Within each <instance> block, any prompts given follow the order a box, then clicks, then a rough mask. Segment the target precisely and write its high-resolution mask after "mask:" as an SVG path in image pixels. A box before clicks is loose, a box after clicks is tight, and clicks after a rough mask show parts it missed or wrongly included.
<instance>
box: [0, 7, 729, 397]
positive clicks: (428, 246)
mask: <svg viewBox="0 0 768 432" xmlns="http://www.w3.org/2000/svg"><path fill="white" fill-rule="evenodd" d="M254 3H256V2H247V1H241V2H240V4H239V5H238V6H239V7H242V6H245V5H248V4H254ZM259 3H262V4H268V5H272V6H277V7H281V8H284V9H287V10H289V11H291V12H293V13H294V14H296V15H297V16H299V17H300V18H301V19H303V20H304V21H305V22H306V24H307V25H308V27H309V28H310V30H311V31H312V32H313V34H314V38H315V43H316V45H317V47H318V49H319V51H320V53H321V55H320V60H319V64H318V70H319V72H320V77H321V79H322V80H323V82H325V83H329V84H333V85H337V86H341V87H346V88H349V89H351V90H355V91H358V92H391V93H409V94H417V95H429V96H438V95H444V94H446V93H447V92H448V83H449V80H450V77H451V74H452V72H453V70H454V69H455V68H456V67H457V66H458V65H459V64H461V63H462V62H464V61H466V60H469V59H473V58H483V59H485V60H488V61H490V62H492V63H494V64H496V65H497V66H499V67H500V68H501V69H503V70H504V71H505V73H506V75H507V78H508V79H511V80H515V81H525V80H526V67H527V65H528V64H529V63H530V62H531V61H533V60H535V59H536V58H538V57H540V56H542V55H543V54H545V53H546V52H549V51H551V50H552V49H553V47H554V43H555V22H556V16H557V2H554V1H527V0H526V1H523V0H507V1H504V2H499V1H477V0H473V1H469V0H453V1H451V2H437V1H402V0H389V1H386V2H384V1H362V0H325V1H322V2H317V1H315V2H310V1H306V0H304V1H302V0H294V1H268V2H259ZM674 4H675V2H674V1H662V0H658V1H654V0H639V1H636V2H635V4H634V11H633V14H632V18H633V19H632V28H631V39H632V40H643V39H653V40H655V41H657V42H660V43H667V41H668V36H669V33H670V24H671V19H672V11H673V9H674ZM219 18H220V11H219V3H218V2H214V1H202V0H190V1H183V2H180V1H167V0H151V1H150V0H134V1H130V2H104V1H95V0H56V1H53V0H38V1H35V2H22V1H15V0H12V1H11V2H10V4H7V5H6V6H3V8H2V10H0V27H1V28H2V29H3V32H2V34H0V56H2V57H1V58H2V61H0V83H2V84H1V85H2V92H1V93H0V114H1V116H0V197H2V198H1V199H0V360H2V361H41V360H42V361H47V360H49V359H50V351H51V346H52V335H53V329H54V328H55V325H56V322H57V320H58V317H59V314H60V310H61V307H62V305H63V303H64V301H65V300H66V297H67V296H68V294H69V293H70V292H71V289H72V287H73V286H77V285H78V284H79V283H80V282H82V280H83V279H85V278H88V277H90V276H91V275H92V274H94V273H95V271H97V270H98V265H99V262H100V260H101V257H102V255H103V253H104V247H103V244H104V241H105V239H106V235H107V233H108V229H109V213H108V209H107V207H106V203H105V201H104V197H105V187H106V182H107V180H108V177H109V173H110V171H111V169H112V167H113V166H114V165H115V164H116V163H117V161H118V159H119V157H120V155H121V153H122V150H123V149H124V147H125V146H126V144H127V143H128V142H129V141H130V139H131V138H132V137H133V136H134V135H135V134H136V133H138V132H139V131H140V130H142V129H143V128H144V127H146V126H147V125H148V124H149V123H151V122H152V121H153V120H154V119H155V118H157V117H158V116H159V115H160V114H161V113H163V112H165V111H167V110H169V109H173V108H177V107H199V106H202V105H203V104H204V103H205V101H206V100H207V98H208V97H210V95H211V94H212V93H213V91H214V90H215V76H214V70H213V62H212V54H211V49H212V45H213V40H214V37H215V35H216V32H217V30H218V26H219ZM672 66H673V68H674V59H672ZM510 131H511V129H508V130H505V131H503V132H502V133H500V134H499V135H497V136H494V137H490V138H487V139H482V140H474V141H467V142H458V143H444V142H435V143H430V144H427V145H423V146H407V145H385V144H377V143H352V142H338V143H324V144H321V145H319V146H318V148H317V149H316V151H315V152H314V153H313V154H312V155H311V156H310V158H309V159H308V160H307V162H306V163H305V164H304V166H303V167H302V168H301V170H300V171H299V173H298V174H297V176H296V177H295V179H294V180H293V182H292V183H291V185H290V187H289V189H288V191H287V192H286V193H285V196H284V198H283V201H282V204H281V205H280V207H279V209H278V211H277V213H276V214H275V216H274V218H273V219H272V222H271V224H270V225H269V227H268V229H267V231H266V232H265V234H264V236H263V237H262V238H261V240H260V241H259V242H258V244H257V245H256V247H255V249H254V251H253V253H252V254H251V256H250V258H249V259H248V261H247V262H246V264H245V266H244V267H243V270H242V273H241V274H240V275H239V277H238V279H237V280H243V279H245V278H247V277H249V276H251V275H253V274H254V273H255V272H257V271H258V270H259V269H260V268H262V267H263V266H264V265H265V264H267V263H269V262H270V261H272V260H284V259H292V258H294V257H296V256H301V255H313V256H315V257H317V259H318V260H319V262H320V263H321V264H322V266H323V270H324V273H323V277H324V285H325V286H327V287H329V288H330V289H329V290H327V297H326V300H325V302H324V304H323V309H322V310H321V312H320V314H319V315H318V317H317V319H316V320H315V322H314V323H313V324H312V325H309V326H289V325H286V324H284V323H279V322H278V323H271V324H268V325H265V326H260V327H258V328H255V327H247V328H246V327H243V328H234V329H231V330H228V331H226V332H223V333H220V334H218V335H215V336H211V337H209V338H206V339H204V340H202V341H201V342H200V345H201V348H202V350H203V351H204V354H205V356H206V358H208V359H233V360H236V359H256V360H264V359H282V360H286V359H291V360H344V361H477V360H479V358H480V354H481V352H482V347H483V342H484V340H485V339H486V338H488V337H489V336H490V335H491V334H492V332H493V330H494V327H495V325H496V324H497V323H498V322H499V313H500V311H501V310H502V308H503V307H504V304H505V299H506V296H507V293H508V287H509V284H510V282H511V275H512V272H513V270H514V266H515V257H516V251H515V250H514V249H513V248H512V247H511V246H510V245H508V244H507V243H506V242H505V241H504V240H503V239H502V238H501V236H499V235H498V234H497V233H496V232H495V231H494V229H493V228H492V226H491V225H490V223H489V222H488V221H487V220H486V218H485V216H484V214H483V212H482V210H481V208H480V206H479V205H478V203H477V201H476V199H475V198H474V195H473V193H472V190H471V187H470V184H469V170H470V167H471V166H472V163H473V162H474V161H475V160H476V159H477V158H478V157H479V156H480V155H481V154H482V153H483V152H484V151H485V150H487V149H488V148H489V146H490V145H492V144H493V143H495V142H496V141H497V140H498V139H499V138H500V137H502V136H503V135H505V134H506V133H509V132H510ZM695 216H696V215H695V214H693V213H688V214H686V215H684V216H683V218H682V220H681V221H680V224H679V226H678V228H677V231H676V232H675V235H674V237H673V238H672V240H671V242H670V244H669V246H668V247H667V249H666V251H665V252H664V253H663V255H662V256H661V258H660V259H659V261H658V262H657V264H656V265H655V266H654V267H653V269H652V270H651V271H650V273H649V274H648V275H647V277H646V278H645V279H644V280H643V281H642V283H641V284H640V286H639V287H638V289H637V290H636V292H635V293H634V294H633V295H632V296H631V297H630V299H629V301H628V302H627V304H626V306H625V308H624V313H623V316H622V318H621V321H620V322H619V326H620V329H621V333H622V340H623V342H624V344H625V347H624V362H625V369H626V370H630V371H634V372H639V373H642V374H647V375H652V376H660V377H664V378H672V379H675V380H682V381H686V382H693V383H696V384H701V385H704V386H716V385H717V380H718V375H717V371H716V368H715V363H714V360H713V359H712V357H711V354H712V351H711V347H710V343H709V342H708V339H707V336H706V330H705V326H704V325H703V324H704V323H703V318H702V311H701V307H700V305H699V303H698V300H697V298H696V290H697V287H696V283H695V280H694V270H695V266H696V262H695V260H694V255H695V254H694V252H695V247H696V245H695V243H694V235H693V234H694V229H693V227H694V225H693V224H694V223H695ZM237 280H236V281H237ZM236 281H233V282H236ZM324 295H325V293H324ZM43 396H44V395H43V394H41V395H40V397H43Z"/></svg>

######

PROBLEM TO WORK ON: Every line from the first entry to the line containing "box: [0, 7, 729, 397]" should be transcribed exactly, and nothing beyond it.

ANSWER TO THIS PROBLEM:
Within each <instance> block, any prompts given follow the order a box, then clicks, then a rough mask. Segment the target precisely and write its high-resolution mask after "mask:" as an SVG path in image pixels. A box before clicks is loose, a box after clicks is tight, and clicks after a rough mask show parts it missed or wrongly included.
<instance>
box: [0, 7, 729, 397]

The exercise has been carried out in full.